**Written task A**
According to the passage on bitmap stride, what does a negative stride mean?

**Supplied passage**
>>
Last time, we looked at how to account for stride when passing a block of pixel data to GDI. But we failed to take into account the case where the stride is negative.
First of all, what does negative stride even mean?
Recall that the stride is the value to add (in bytes) to get from the start of one row of pixels to the start of the next row of pixels. But there’s nothing in the definition that prohibits the value from being negative. A negative stride means that the next row of pixels is stored before the current row of pixels.
In other words, the rows of the bitmap are sequenced in reverse.
What “reverse” means depends on what each framework considers to be “forward”.
GDI DIB sections are normally bottom-up: The first row in memory represents the bottom row of the bitmap. But you can also specify top-down DIBs, in which case the first row in memory represents the top row of the bitmap. docs.microsoft.com has a comparison of the two, including diagrams showing both the up-and-down-ness and the padding encompassed by the stride.
<<
**Material provided**
>>
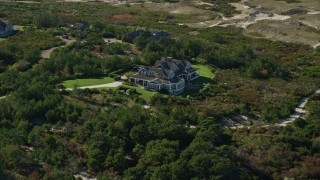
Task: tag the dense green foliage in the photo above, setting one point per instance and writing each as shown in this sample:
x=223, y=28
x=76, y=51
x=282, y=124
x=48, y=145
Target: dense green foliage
x=50, y=133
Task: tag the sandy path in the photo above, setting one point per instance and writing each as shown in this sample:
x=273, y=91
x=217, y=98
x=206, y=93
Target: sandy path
x=299, y=112
x=46, y=53
x=110, y=85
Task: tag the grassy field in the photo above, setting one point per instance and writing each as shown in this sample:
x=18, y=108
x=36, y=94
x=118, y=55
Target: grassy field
x=205, y=73
x=87, y=82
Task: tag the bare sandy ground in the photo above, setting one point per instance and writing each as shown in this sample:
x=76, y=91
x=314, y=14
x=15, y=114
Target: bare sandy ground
x=46, y=53
x=270, y=19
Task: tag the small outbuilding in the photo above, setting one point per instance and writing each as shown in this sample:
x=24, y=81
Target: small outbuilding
x=81, y=25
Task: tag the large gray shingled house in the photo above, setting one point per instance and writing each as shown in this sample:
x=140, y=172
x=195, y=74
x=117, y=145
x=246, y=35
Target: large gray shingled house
x=167, y=74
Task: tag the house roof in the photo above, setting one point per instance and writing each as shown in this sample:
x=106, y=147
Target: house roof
x=131, y=36
x=78, y=25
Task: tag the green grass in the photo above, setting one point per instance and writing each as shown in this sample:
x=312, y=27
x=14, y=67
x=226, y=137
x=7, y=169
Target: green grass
x=87, y=82
x=205, y=73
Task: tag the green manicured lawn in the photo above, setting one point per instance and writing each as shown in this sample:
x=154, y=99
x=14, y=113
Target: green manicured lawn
x=205, y=73
x=87, y=82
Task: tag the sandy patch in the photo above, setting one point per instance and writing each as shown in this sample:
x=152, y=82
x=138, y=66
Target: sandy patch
x=123, y=17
<<
**Written task B**
Give the records from the line with "Task: tag the bare" to the line with "x=167, y=74" as a Markdown table with the columns Row and Entry, numbering each line and leaving out blank lines.

**Full output A**
The next row of pixels is stored before the current row of pixels.

**Full output B**
| Row | Entry |
|---|---|
| 1 | Task: tag the bare sandy ground in the photo above, setting one point per instance and writing each as shown in this sample: |
| 2 | x=76, y=91 |
| 3 | x=314, y=14 |
| 4 | x=15, y=114 |
| 5 | Target: bare sandy ground |
| 6 | x=46, y=53 |
| 7 | x=270, y=19 |
| 8 | Task: tag the small outbuilding in the photo above, setting one point per instance and writing each as shown in this sample: |
| 9 | x=24, y=81 |
| 10 | Target: small outbuilding |
| 11 | x=81, y=25 |
| 12 | Task: tag the large gray shingled house in the photo above, setting one point per instance and writing each as shown in this sample: |
| 13 | x=140, y=172 |
| 14 | x=195, y=74 |
| 15 | x=117, y=145 |
| 16 | x=246, y=35 |
| 17 | Target: large gray shingled house |
| 18 | x=167, y=74 |